• TEXTAUSZUG

Die Sache ist doch eigentlich relativ logisch.

Anleger welche sich für ein bestimmtes Segment entschieden haben, oder eine Aktie entschieden haben möchten über das Produkt welches Sie kaufen

etwas positives Lesen. Es liegt in der Natur des Menschen sich in seiner Entscheidung bestätigt zu fühlen.

Meist fühlen sich die meisten Anleger genötigt der Umwelt oder Freunden oder Bekannten oder Familienmitglieder von Ihrer Entscheidung zu berichten.

So ist es doch derzeit mit dem Cannabis Boom. Alle Welt kauft Cannabis und das ist ein gewaltiger Markt und unglaublichen Perspektiven und die Medien

überschlagen sich geradezu mit fantastischen Aussichten auf die Zukunft.

• BEREITGESTELLTE DATEN
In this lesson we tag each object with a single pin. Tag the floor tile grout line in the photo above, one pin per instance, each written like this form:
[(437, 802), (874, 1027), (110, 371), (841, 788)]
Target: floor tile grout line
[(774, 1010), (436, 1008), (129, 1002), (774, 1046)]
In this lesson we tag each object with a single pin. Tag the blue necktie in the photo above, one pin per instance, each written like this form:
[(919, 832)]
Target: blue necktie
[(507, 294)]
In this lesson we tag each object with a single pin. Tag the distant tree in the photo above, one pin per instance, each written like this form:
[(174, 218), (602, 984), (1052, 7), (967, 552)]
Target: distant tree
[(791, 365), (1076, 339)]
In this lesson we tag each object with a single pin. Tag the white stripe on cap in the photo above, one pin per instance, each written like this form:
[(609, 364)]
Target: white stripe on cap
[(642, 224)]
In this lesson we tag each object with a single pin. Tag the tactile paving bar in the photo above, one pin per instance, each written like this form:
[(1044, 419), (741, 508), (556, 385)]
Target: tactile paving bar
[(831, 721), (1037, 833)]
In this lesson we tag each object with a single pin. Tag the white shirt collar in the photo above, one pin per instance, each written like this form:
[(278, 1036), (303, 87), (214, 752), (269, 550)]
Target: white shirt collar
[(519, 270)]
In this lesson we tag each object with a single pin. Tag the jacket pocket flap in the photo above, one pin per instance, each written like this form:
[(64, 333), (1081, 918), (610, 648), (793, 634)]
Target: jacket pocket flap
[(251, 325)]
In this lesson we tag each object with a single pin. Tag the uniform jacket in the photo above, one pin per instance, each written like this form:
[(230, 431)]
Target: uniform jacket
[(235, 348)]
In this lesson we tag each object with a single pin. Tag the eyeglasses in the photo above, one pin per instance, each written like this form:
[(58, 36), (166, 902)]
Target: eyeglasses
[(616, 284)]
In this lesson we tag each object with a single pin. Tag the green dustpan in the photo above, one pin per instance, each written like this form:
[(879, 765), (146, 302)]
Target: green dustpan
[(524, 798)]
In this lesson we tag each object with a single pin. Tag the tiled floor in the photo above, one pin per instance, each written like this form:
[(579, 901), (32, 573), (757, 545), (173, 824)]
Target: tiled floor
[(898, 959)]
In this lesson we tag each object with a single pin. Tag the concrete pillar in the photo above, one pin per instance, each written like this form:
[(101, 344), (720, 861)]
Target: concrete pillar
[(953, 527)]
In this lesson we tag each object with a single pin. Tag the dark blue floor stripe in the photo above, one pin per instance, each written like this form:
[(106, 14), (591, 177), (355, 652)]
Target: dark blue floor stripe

• ÜBUNGSAUFGABEN
[1] Beantworten Sie anhand des Textauszugs über Anleger und den Cannabis-Boom kurz:
(a) Was möchten Anleger über das Produkt lesen, das sie kaufen?
(b) Wem berichten die meisten Anleger von ihrer Entscheidung?
(c) Womit überschlagen sich die Medien?
[2] Schreiben Sie den Textauszug über Anleger und den Cannabis-Boom im gleichen Stil weiter.

• LÖSUNGEN
[1]
(a) Etwas Positives.
(b) Der Umwelt, Freunden, Bekannten oder Familienmitgliedern.
(c) Mit fantastischen Aussichten auf die Zukunft.

[2]
Bei so einem Umfeld ist es auch schwierig Argumente dagegen zu finden, zumal in solchen Phasen durchaus die Bewegungen noch laufen können und der Anleger

zumindest kurzfristig auf Gewinnen sitzt.

Letztendlich holt ihn der Markt ein und Realität kommt zu Ihrem Recht.

Spricht man dann die Leute auf ihr Angagement an ist Ihnen das zutiefst unangenhem und man hört folgendes,

Ach die steigen schon wieder.

Tun sie das nicht wird aus der Anlage ein Investment, denn alles was man nicht mit Gewinn verkaufen wird und sich zum Ladenhüter entwickelt wird zum Investment.